EXERCISE A
Reproduce the passage of the Canary fine-tuning text that begins at the words "Below we show" and stops after the words "the NeMo framework.".

SUPPLIED TEXT
════
For detailed options on Lhotse data loading—bucketing, bucketing strategy, padding, multi-worker settings—see the Lhotse documentation.
Below we show the parameters which we used for our training sets after reading the documentation:
max_duration: 40.0
min_duration: 0.01
text_field: answer
lang_field: target_lang
max_tps: [24.32,24.32,7.61,7.61,7.61,7.61,7.77,7.77]
use_bucketing: true
bucket_duration_bins: [[26.55,75],[26.55,369],[30.0,89],[30.0,108],[30.0,121],[30.0,220],[39.98,150],[39.98,305]]
bucket_batch_size: [35,32,30,30,30,29,21,21]
num_buckets: 8
bucket_buffer_size: 20000
shuffle_buffer_size: 10000
The bucket duration bins and all other parameters were generated and optimized by the NeMo framework.
After training the set upped models we are getting the results presented below
Dataset | MLS | Fleurs | Covost | ||||||
---|---|---|---|---|---|---|---|---|---|
WER | BLEU (IT-EN) | WER | BLEU (EN-IT) | COMET (EN-IT) | COMET (IT-EN) | BLEU (IT-EN) | WER | COMET (IT-EN) | |
Canary-1b-flash-unified2048 | 7.16 | 19.14 | 7.89 | 24.83 | 81.84 | 77.61 | 31.85 | 4.17 | 77.65 |
Canary-1b-flash-agg1024 | 7.33 | 23.97 | 3.46 | 24.02 | 80.54 | 81.41 | 40.55 | 3.94 | 89.27 |
The metric for automatic speech recognition is Word Error Rate (WER), which measures the percentage of words that differ between the model’s output and the reference transcript. For speech translation, we report BLEU and COMET scores, which evaluate how closely the model’s translations match human references in terms of accuracy and overall quality. As shown in the table, our fine-tuned bilingual Canary model achieves low WER values for Italian speech recognition tasks, while also delivering high BLEU and COMET scores on translation tasks between Italian and English. These results demonstrate that the model can reliably transcribe and translate between Italian and English with strong performance.
════
INPUT FOR THIS TASK

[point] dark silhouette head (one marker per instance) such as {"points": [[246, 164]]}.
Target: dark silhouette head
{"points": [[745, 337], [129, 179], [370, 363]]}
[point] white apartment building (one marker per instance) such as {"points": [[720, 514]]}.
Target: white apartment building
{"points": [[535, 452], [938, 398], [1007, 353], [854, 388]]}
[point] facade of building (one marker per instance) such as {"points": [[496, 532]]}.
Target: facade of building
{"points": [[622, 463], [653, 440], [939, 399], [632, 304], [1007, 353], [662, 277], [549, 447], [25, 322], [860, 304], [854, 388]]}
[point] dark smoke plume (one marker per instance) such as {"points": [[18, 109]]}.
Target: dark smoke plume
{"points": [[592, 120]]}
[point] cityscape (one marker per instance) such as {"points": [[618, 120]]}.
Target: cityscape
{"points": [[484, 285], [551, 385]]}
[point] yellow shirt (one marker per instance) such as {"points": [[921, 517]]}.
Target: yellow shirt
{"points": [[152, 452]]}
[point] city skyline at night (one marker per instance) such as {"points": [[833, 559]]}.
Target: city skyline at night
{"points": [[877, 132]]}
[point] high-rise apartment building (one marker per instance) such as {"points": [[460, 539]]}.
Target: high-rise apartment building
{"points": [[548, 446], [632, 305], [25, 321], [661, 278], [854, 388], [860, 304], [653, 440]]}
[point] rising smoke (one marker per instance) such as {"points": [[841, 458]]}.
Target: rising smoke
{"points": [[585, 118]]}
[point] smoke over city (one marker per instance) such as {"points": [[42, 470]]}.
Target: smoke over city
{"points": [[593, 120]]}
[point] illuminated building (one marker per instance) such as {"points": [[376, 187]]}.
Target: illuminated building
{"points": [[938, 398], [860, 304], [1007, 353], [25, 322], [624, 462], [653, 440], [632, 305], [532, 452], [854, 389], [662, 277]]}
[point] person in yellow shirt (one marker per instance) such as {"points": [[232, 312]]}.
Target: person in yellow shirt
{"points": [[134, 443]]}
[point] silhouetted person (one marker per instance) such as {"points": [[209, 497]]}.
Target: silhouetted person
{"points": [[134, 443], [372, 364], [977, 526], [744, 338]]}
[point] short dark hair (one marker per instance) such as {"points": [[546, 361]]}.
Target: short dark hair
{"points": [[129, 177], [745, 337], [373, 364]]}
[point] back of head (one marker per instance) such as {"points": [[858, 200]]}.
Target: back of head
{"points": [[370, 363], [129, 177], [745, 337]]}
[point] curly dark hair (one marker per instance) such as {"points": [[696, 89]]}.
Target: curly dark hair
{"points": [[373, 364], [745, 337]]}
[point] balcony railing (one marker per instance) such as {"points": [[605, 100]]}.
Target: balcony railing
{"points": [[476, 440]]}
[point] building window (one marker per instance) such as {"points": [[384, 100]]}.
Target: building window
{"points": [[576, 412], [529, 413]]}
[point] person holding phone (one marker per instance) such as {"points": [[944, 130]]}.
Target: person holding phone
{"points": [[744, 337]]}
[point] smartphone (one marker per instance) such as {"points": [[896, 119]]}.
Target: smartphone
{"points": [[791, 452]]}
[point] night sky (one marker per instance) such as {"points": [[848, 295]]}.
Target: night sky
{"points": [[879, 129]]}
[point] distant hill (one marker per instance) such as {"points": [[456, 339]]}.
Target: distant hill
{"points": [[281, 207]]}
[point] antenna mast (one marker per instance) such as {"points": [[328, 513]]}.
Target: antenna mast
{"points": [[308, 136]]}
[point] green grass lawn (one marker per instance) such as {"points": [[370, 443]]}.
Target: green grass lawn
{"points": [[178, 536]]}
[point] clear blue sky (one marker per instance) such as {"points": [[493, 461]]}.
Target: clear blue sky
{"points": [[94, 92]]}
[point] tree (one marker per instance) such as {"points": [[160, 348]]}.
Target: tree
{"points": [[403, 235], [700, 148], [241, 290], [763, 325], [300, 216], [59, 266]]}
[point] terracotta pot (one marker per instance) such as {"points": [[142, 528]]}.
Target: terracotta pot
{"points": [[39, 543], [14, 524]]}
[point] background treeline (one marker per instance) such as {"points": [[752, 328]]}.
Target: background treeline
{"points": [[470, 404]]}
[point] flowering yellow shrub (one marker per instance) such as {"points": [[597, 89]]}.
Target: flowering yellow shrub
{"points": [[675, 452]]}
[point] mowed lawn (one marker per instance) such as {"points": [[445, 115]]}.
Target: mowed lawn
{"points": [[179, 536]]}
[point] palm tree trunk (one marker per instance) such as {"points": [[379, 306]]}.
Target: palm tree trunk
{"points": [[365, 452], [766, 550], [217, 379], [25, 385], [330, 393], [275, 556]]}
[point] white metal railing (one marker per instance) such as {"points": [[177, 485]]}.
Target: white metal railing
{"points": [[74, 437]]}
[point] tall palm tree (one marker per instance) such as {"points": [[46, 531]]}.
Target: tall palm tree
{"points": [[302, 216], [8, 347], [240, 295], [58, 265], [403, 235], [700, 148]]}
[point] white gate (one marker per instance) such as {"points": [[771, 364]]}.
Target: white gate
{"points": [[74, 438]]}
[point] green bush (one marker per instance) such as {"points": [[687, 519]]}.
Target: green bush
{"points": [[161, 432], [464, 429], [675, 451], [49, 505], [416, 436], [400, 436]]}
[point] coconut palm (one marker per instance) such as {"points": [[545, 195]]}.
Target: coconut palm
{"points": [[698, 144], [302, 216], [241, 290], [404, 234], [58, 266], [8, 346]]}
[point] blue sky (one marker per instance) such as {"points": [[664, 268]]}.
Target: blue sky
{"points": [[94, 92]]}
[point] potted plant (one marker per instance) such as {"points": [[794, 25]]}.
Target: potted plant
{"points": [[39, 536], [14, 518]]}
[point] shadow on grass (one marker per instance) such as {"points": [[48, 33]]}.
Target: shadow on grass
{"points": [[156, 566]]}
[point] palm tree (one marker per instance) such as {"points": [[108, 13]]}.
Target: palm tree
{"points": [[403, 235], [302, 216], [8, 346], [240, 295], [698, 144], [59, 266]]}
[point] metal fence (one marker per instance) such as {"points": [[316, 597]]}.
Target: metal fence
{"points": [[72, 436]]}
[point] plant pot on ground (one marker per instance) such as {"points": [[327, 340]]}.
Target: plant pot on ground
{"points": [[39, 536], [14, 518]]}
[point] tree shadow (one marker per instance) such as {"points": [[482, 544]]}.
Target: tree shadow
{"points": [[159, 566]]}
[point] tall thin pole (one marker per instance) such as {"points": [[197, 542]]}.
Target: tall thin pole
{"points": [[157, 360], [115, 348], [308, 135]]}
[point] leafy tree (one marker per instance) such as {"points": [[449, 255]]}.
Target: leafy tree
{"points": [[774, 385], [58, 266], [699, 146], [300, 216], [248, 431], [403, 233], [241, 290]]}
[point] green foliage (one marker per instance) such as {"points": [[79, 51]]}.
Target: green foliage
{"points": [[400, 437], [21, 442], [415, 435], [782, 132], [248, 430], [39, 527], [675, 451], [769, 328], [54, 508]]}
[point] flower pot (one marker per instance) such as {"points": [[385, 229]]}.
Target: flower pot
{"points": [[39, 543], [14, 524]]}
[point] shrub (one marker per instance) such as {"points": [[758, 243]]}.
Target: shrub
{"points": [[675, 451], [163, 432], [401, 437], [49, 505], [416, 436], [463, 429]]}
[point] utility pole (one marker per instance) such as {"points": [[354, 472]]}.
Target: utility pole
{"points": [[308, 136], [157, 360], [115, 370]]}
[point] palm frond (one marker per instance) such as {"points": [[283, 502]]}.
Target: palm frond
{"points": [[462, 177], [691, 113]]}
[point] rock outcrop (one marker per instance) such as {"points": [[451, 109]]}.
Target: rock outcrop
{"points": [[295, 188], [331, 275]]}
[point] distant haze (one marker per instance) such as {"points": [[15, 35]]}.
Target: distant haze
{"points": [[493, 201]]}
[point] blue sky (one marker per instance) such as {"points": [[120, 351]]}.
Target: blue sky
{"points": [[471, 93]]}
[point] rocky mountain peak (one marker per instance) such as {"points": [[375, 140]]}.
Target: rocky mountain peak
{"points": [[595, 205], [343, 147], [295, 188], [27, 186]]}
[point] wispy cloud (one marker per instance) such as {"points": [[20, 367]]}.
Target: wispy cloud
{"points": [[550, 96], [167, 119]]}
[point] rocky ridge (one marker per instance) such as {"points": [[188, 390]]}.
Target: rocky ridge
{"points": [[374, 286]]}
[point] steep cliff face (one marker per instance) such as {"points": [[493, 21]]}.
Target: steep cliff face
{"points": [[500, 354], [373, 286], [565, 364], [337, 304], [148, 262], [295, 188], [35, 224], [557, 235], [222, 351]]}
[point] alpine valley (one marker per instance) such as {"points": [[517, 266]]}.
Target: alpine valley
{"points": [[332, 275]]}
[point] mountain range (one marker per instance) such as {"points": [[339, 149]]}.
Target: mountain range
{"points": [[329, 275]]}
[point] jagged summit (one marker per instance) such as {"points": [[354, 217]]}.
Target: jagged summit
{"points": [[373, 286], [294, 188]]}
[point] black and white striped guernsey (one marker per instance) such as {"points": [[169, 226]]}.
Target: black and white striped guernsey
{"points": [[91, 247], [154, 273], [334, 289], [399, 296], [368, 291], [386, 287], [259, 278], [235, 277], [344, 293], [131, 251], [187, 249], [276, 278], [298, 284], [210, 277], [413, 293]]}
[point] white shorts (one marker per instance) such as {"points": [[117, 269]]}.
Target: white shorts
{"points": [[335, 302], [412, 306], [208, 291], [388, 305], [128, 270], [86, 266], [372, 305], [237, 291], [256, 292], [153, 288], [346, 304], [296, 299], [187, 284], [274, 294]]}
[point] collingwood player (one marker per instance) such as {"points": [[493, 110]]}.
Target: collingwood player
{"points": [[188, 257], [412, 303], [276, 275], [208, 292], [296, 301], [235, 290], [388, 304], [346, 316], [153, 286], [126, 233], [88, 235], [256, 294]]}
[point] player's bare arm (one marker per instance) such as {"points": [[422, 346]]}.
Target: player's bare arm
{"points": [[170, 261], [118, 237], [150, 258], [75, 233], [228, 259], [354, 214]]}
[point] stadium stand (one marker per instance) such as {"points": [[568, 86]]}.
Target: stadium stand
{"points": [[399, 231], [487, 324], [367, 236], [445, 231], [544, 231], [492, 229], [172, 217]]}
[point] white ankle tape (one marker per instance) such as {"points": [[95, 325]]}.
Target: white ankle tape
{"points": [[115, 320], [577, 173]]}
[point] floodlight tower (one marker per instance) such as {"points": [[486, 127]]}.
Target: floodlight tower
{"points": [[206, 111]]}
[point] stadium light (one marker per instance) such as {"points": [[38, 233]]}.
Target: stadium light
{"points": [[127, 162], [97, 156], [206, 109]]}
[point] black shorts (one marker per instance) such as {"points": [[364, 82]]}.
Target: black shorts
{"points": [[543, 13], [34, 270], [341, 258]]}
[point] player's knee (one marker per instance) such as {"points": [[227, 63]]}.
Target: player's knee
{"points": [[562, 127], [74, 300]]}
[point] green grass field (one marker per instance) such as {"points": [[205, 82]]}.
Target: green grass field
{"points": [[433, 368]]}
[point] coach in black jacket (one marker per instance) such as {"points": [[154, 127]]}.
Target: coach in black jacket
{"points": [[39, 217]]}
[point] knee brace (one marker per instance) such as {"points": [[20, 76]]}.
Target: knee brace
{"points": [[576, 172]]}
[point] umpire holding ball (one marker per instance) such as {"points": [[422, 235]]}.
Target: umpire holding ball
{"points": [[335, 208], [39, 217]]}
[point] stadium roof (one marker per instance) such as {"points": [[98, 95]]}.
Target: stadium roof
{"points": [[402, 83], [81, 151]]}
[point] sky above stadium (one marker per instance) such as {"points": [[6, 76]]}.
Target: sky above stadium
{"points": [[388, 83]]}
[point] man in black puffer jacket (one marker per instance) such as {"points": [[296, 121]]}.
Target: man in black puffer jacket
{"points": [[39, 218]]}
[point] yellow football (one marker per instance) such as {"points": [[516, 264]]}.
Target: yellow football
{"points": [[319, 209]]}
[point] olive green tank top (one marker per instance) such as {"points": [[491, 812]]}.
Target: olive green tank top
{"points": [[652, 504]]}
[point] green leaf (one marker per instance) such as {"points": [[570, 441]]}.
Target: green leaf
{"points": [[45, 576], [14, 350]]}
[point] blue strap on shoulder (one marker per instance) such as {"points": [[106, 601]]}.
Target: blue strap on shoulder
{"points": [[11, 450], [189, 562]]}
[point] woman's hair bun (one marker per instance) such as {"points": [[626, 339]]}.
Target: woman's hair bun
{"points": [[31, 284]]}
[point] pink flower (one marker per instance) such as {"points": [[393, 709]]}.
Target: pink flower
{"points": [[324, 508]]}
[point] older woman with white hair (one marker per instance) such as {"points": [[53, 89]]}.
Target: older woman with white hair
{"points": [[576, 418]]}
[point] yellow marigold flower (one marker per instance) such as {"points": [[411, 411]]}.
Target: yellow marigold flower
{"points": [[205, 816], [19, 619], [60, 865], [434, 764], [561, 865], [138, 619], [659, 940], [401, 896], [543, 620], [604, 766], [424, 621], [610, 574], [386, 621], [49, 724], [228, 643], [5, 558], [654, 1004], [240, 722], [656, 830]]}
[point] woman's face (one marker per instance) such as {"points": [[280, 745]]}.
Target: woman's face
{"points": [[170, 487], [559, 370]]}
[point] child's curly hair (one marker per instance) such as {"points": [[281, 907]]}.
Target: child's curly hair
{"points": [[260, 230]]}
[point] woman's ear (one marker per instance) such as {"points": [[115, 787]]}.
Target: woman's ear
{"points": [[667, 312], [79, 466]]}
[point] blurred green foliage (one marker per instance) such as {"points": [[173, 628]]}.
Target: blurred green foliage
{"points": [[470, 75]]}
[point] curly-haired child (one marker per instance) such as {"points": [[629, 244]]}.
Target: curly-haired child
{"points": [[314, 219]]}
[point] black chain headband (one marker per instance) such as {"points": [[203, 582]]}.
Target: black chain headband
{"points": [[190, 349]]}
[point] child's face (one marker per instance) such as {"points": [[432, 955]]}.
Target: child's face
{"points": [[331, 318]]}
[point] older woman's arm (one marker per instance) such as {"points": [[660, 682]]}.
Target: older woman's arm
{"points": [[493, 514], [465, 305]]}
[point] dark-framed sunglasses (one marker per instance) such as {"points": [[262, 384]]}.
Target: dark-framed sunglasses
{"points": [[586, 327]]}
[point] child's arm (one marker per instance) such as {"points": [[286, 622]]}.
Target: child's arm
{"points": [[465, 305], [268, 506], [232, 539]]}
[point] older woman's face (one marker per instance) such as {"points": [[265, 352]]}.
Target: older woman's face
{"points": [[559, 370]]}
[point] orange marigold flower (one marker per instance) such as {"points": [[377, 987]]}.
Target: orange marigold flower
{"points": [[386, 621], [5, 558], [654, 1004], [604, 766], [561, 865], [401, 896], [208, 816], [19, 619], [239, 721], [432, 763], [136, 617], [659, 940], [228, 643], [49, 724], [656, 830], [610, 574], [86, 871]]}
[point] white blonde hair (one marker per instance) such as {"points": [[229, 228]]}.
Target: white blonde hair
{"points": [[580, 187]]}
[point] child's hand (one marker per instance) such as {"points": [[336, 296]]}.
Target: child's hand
════
EXERCISE B
State how many lines of the records contain the string "high", with case counting, and reply with that number alone.

FULL OUTPUT A
Below we show the parameters which we used for our training sets after reading the documentation:
max_duration: 40.0
min_duration: 0.01
text_field: answer
lang_field: target_lang
max_tps: [24.32,24.32,7.61,7.61,7.61,7.61,7.77,7.77]
use_bucketing: true
bucket_duration_bins: [[26.55,75],[26.55,369],[30.0,89],[30.0,108],[30.0,121],[30.0,220],[39.98,150],[39.98,305]]
bucket_batch_size: [35,32,30,30,30,29,21,21]
num_buckets: 8
bucket_buffer_size: 20000
shuffle_buffer_size: 10000
The bucket duration bins and all other parameters were generated and optimized by the NeMo framework.

FULL OUTPUT B
2